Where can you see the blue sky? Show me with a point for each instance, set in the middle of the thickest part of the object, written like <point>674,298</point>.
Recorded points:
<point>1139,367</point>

* * *

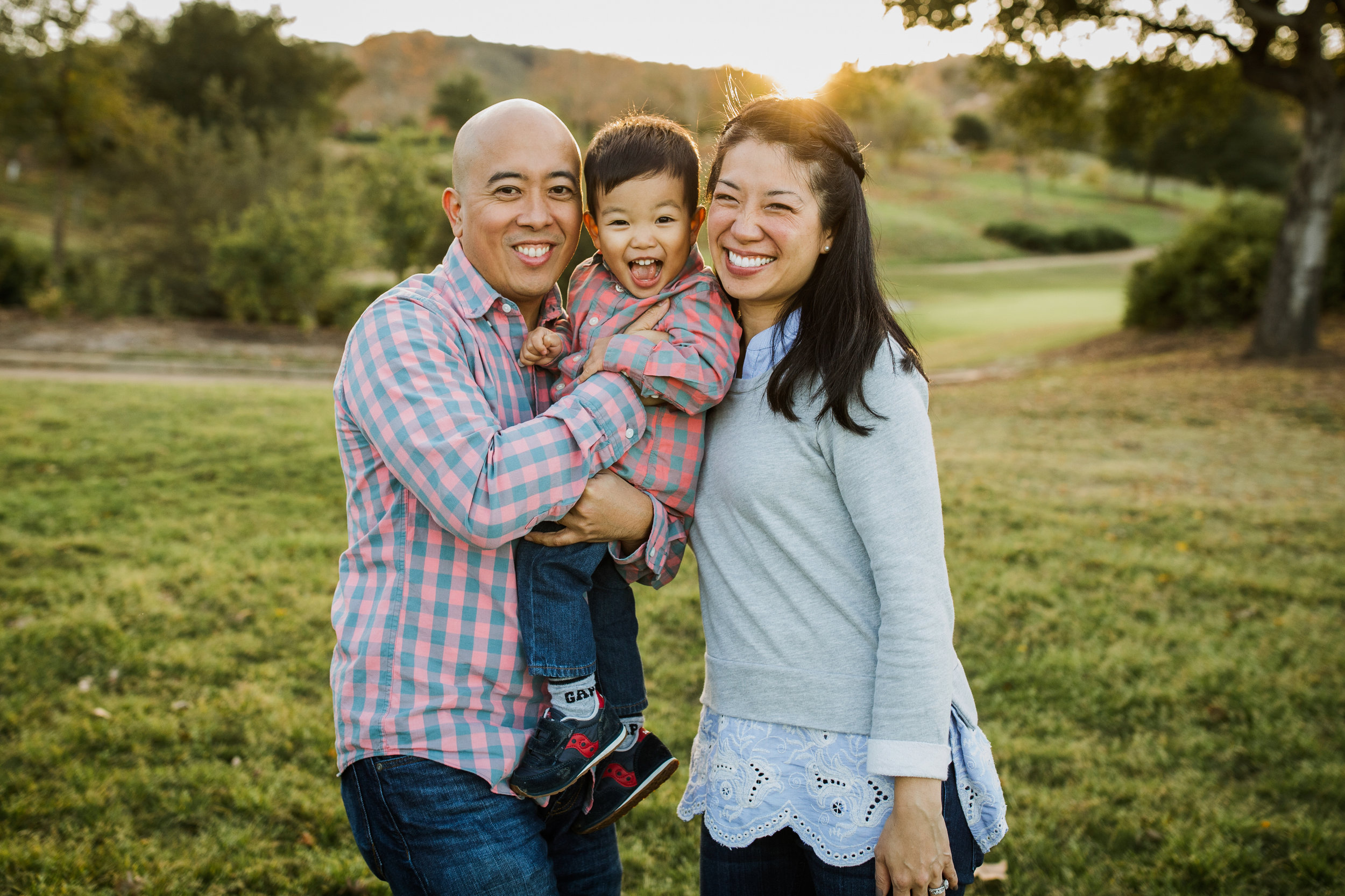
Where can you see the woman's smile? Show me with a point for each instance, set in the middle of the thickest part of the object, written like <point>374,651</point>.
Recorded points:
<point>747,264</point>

---

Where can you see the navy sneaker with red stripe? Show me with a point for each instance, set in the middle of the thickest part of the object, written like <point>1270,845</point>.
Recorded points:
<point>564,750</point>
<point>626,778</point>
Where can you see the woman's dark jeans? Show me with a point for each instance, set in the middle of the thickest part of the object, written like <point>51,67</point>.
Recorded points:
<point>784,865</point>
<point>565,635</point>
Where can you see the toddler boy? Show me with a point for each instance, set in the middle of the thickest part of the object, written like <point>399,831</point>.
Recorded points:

(PROBLEM TO WORK ON):
Please scale the records starting at the line containing "Where can you see the woman's smile?" and ending at the line containing "<point>747,264</point>", giving every line again with the point coordinates in the answers multiplied by 2 and rounded to whole numbers, halves up. Leave the requests and their format samples unchanged, and output only those lines.

(TASK RESPONSE):
Where can you see the woman's smile? Show me with a point for each instance, set in the middle of the thickest part of the object, written like <point>374,651</point>.
Recorded points:
<point>1494,528</point>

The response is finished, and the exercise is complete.